● **Goal of the exercise**
Write out exactly, with no other output, the lines below from the one that contains "One dot per instance of the boot" through the end.

● **Supplied information**
#####

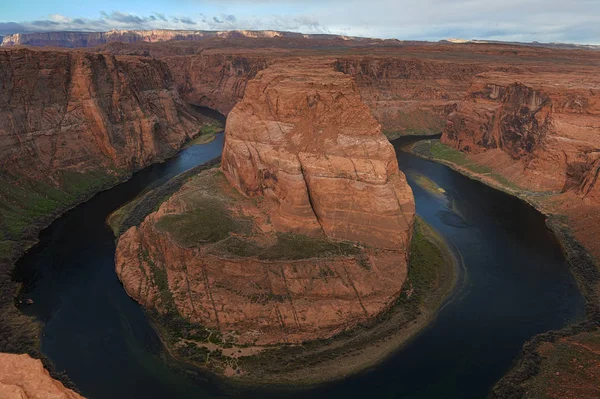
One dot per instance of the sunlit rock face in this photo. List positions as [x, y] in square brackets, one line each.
[303, 139]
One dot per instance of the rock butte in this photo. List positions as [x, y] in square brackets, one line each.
[304, 145]
[22, 377]
[530, 113]
[303, 139]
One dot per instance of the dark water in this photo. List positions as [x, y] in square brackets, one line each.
[515, 284]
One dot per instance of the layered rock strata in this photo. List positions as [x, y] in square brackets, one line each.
[318, 219]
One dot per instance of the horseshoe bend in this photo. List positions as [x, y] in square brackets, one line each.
[302, 233]
[305, 243]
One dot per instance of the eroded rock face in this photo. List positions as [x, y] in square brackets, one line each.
[303, 139]
[22, 377]
[542, 133]
[410, 96]
[92, 39]
[82, 111]
[303, 157]
[215, 80]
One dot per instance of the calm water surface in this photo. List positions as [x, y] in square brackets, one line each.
[515, 284]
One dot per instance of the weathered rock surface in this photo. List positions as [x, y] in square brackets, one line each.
[410, 96]
[309, 159]
[75, 110]
[214, 79]
[22, 377]
[543, 133]
[92, 39]
[72, 123]
[303, 139]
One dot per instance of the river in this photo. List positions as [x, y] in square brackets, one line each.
[515, 284]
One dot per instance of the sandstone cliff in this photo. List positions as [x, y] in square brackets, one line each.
[542, 132]
[214, 79]
[273, 250]
[71, 122]
[22, 377]
[92, 39]
[303, 139]
[410, 96]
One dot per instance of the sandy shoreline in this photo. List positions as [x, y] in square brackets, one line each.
[352, 351]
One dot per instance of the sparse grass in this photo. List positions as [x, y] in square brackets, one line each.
[430, 279]
[425, 264]
[288, 247]
[434, 149]
[207, 221]
[415, 123]
[294, 246]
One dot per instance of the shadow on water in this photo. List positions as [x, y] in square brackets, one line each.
[518, 285]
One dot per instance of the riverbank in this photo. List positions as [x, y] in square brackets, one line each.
[530, 374]
[432, 275]
[34, 206]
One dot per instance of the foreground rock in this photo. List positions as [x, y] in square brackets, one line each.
[303, 140]
[303, 235]
[73, 123]
[22, 377]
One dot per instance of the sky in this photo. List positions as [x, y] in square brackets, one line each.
[573, 21]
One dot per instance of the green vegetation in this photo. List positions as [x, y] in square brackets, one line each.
[425, 265]
[288, 247]
[416, 123]
[134, 212]
[434, 149]
[26, 205]
[207, 221]
[430, 279]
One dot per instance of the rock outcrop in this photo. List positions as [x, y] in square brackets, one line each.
[303, 236]
[303, 139]
[22, 377]
[72, 122]
[410, 96]
[214, 79]
[92, 39]
[540, 131]
[78, 110]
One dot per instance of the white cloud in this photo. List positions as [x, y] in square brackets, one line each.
[524, 20]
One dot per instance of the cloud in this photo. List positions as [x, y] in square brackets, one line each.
[521, 20]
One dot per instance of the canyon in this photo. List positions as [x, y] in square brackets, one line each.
[529, 115]
[22, 377]
[306, 226]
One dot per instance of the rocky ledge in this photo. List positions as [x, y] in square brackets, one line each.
[22, 377]
[302, 234]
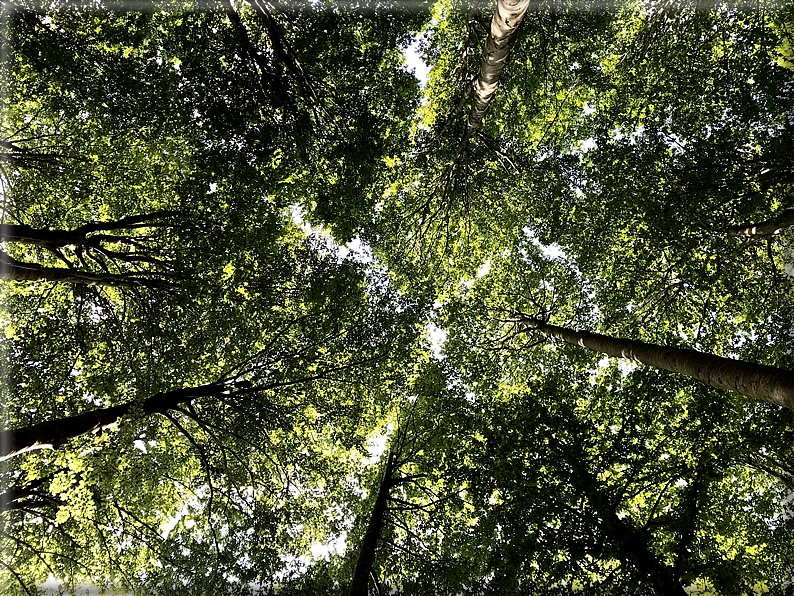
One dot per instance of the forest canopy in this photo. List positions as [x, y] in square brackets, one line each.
[281, 318]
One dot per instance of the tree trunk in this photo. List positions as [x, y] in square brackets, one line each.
[14, 270]
[761, 382]
[628, 543]
[504, 25]
[366, 554]
[765, 229]
[53, 239]
[54, 433]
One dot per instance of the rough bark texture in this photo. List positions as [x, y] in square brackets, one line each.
[52, 239]
[366, 554]
[504, 25]
[761, 382]
[54, 433]
[765, 229]
[14, 270]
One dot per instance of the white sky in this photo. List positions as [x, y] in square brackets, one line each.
[414, 62]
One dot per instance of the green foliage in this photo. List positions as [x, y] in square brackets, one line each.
[624, 145]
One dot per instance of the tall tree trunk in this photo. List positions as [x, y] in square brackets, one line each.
[504, 25]
[54, 433]
[765, 229]
[761, 382]
[377, 520]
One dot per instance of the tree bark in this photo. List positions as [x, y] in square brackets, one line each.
[53, 239]
[504, 25]
[366, 553]
[54, 433]
[758, 381]
[14, 270]
[765, 229]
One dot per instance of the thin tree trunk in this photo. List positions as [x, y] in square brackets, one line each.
[758, 381]
[765, 229]
[14, 270]
[504, 25]
[377, 520]
[628, 543]
[54, 433]
[52, 239]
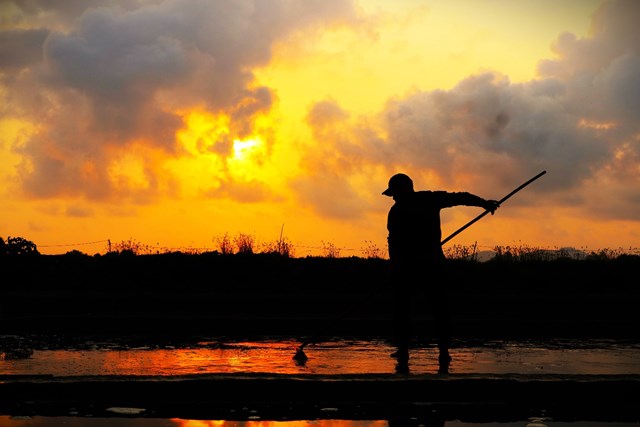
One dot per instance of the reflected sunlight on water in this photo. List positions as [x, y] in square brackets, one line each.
[331, 357]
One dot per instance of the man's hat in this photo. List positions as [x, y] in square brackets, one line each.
[397, 182]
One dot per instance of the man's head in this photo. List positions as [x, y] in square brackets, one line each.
[399, 184]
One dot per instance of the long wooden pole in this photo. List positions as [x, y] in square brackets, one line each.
[464, 227]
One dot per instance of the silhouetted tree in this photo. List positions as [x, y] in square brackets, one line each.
[18, 246]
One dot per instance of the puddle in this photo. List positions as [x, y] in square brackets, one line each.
[338, 356]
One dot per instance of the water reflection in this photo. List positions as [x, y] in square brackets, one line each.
[18, 421]
[340, 356]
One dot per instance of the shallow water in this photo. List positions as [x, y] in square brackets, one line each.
[6, 421]
[337, 356]
[53, 356]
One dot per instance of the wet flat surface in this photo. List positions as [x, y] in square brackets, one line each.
[88, 381]
[51, 355]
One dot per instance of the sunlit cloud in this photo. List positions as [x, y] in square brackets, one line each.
[300, 112]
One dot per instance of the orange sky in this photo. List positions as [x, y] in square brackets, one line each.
[171, 123]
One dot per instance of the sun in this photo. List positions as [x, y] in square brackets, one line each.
[242, 150]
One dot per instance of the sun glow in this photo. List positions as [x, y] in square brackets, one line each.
[243, 149]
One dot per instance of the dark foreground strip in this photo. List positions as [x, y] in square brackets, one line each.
[466, 397]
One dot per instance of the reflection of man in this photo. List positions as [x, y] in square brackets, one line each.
[416, 255]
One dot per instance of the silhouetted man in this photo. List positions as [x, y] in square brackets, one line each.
[417, 259]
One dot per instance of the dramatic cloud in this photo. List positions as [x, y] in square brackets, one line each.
[578, 120]
[115, 77]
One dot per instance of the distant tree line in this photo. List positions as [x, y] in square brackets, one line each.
[17, 246]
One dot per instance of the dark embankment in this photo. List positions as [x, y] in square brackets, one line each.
[252, 295]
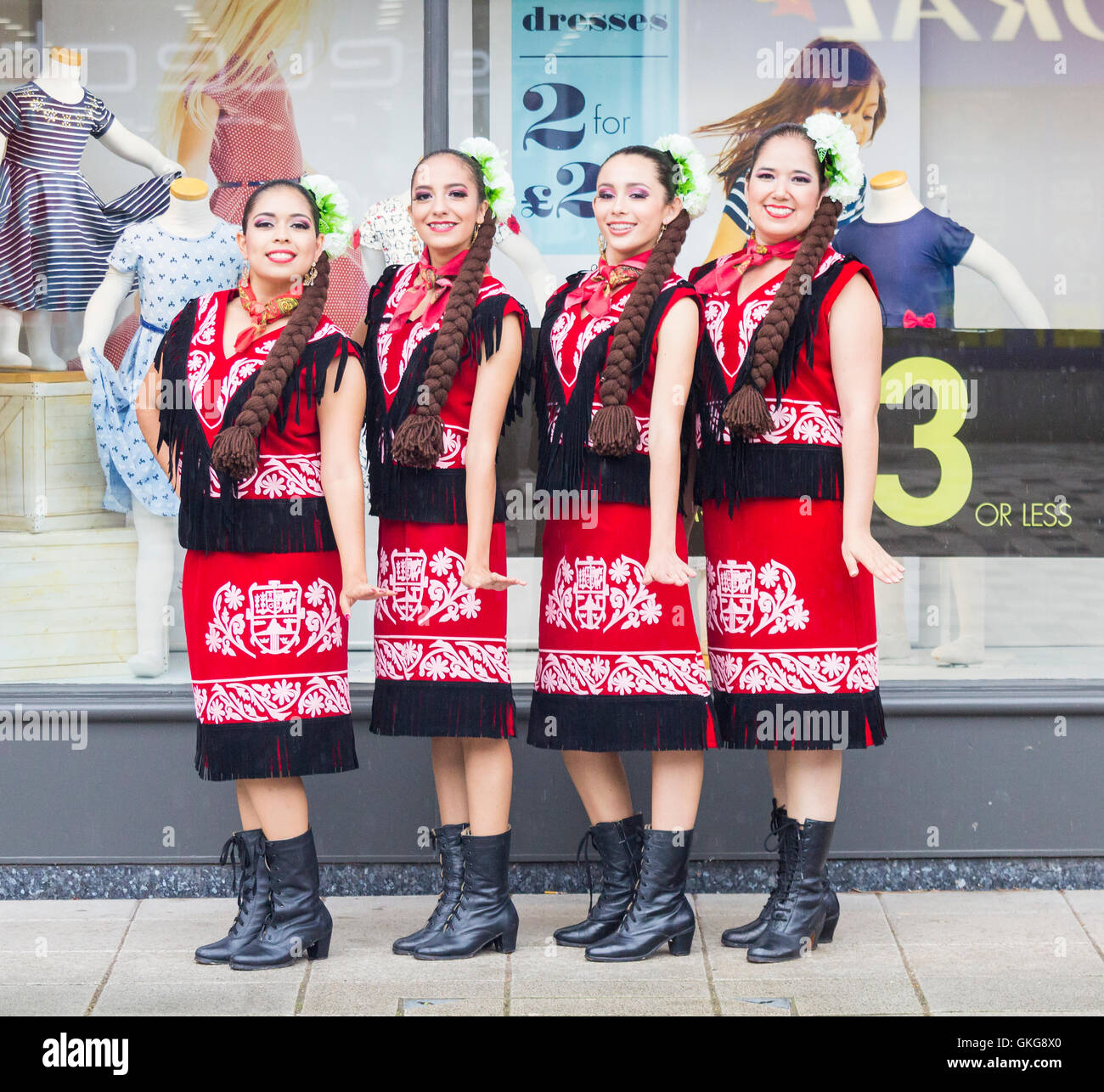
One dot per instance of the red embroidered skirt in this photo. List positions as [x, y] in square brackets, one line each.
[793, 646]
[441, 661]
[268, 648]
[619, 666]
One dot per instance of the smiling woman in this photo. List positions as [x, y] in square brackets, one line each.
[263, 449]
[448, 359]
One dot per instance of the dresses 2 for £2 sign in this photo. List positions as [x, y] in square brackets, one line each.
[584, 85]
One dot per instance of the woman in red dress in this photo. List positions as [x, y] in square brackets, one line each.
[790, 379]
[444, 344]
[619, 666]
[261, 419]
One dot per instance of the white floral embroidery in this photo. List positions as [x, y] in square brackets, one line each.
[438, 658]
[589, 594]
[412, 581]
[794, 673]
[276, 622]
[250, 701]
[733, 599]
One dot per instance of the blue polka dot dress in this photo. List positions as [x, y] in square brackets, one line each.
[172, 271]
[55, 234]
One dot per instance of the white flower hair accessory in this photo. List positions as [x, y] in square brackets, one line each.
[334, 221]
[497, 181]
[838, 149]
[691, 172]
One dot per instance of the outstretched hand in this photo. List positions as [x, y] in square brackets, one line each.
[361, 590]
[668, 568]
[864, 549]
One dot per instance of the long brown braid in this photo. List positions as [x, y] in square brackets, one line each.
[234, 451]
[746, 413]
[420, 440]
[614, 432]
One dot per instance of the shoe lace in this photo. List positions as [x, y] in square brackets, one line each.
[235, 852]
[787, 871]
[584, 853]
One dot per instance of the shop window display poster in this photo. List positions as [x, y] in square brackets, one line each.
[583, 85]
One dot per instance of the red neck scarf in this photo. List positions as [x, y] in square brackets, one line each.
[427, 296]
[729, 269]
[596, 290]
[263, 313]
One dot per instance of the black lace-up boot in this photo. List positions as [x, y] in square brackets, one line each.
[448, 842]
[485, 915]
[298, 922]
[746, 936]
[661, 912]
[806, 910]
[245, 848]
[619, 845]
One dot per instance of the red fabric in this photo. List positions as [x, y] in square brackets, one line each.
[266, 639]
[574, 329]
[725, 275]
[255, 139]
[783, 615]
[809, 410]
[435, 629]
[290, 460]
[594, 291]
[394, 352]
[425, 280]
[602, 632]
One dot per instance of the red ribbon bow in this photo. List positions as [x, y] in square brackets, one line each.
[729, 269]
[911, 319]
[427, 297]
[596, 290]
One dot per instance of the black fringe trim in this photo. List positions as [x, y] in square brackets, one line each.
[268, 749]
[256, 526]
[285, 525]
[613, 723]
[485, 335]
[757, 470]
[731, 471]
[459, 710]
[564, 462]
[738, 717]
[405, 493]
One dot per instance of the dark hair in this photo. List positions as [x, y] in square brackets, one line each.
[419, 441]
[234, 451]
[795, 99]
[746, 412]
[613, 429]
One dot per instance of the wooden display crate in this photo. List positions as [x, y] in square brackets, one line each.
[67, 599]
[50, 475]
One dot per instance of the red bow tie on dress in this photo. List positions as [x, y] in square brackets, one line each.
[596, 290]
[911, 318]
[427, 296]
[729, 269]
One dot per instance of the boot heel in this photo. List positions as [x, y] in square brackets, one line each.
[507, 942]
[681, 944]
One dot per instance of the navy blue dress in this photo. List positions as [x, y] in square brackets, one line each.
[913, 262]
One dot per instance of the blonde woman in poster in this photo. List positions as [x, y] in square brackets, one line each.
[808, 87]
[228, 109]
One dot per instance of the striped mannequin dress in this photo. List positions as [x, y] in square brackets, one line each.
[55, 234]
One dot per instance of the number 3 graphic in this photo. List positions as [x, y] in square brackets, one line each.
[938, 435]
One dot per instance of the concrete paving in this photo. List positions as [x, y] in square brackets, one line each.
[894, 954]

#####

● **Full response**
One dot per instance of the boot heel in this photo. List positions as [x, y] in square brackets, one line each.
[507, 942]
[681, 944]
One dot per instance of the navy blue dress in this photo. List positions as [x, y] in square brackets, one line each.
[913, 262]
One dot per instance of the blonde woman in poster in this photo. List positions as [x, y] in square brackets, one line each.
[808, 87]
[228, 109]
One dot per instance of the striped mannequin dress in this photo. List positions as [x, y] in square brackets, one line each.
[55, 234]
One dot per instance of the number 3 graphic in this photo. List positions as [x, y] in square brackets, one line each.
[938, 435]
One dot per instance of the concrete paving in this photo. List positions as [x, y] in square brackets, one line each.
[894, 954]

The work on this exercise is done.